(Dataset entries)
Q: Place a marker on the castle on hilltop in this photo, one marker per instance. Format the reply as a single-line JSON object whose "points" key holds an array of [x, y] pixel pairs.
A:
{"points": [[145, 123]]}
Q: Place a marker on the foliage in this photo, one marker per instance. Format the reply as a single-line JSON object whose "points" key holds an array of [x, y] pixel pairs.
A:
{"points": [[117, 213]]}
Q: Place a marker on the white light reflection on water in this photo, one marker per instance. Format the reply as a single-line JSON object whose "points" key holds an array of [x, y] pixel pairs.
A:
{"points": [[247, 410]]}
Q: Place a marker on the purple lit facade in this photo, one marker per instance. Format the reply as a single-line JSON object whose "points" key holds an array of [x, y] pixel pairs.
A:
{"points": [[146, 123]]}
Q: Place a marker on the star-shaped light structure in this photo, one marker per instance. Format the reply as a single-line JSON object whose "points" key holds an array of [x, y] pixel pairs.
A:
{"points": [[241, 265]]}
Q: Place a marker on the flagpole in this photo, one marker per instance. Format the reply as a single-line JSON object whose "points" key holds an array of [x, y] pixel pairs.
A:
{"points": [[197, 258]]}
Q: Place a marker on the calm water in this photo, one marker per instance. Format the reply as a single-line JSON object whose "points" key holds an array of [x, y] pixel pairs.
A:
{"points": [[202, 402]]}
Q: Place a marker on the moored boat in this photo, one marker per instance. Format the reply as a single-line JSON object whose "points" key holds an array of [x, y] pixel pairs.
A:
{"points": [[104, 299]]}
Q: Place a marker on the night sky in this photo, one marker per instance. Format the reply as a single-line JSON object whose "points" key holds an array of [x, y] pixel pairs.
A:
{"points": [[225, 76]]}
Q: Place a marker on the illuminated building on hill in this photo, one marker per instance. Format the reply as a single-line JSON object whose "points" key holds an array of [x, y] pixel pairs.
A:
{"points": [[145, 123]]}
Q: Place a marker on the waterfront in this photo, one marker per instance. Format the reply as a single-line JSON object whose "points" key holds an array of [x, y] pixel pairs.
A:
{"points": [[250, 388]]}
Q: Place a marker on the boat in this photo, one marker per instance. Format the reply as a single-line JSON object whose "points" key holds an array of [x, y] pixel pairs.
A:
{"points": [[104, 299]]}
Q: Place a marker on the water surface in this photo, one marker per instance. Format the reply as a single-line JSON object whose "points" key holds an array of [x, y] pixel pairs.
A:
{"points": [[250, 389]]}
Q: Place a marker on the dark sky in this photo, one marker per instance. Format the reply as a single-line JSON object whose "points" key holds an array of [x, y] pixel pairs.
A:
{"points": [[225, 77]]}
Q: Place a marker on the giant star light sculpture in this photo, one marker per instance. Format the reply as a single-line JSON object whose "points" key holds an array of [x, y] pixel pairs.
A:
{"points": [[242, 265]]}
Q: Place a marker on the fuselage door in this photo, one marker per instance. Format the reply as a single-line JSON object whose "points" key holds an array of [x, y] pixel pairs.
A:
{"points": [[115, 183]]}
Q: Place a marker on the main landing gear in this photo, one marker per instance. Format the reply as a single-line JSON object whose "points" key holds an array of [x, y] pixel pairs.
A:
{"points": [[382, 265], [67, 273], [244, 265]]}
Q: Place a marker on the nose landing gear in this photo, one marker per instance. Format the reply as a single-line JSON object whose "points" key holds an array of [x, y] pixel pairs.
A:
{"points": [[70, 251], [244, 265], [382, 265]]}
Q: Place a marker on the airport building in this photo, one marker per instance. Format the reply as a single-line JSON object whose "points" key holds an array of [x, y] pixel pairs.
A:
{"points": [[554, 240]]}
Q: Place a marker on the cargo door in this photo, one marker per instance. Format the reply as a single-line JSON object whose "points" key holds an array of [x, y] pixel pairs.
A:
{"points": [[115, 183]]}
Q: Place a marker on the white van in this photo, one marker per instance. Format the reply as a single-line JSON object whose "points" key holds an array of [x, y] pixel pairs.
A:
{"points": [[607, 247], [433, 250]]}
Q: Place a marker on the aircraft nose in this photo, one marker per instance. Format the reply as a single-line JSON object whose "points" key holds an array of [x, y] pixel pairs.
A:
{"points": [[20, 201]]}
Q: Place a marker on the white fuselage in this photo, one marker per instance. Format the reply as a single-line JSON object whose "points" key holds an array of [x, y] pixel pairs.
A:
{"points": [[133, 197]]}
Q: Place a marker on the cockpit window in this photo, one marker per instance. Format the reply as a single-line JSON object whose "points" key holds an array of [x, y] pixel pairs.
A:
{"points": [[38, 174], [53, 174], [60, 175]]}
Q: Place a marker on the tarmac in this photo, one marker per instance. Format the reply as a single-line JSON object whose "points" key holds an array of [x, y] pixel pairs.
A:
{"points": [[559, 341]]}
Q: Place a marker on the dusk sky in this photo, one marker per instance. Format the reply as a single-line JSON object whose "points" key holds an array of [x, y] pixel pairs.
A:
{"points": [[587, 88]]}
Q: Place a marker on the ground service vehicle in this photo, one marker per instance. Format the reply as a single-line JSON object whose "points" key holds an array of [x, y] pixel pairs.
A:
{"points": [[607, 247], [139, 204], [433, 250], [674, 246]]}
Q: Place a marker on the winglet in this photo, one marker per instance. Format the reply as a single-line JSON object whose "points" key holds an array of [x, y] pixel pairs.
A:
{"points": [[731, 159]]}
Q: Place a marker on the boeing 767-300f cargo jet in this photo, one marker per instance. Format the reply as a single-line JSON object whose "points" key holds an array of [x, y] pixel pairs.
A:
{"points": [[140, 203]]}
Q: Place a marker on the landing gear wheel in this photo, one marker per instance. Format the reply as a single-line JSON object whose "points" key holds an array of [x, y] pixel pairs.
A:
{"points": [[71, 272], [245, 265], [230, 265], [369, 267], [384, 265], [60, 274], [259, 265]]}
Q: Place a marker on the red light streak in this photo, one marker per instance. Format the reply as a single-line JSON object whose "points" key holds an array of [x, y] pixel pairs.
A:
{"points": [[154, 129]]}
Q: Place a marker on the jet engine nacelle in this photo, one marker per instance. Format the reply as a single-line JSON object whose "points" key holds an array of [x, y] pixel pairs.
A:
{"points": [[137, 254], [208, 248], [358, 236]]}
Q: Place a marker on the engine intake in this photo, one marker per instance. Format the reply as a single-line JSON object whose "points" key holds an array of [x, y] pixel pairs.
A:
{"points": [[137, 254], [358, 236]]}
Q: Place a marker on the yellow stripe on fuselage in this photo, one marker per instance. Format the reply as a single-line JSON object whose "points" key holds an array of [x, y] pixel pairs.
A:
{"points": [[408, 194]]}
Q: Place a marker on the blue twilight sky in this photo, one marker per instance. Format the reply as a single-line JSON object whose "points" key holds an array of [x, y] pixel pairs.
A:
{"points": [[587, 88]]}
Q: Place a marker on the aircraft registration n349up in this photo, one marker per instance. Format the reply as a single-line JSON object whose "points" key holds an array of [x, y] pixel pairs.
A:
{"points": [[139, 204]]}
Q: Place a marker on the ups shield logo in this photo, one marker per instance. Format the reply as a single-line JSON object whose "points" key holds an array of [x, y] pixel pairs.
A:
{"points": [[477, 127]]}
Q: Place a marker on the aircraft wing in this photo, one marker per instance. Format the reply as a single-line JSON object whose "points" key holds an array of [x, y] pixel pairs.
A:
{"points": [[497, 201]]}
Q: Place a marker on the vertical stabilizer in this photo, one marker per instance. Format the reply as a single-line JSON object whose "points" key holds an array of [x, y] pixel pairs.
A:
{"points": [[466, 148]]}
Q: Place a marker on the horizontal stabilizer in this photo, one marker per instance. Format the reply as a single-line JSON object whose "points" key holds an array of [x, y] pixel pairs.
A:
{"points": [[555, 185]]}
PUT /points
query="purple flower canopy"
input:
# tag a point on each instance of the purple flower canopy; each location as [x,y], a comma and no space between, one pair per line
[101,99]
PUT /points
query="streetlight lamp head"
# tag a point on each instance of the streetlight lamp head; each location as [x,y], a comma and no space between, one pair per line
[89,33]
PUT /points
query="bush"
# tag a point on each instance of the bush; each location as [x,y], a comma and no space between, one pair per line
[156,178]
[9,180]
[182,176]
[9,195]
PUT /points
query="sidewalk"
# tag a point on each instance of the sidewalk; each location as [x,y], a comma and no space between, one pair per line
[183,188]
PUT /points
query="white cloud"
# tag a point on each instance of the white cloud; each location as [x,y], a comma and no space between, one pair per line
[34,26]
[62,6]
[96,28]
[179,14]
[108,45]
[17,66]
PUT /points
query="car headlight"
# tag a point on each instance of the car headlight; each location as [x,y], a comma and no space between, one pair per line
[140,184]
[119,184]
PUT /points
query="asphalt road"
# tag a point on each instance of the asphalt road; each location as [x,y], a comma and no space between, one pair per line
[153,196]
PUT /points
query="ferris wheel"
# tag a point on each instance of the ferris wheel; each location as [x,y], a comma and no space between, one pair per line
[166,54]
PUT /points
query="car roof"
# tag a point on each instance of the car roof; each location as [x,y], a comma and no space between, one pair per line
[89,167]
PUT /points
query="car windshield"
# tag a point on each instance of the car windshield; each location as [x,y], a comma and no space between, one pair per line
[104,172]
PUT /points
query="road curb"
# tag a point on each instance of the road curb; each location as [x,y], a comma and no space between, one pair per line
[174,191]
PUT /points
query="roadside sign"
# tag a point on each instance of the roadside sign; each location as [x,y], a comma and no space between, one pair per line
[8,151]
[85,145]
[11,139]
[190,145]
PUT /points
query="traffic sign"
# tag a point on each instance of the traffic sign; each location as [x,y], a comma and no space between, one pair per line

WORK TO COMPLETE:
All lines with the word "stabilizer" must be located in the data and copied.

ANSWER TO THIS PROBLEM:
Q: Place a marker on the vertical stabilizer in this photo, one marker per instance. Format the reply as a single-line JSON object whose "points" key holds an array of [x, y] pixel pairs.
Q: Place a marker on the horizontal stabilizer in this photo, one marker per instance. Format the reply as a single-line JSON object whose "points" key holds an array of [x, y] pixel pairs.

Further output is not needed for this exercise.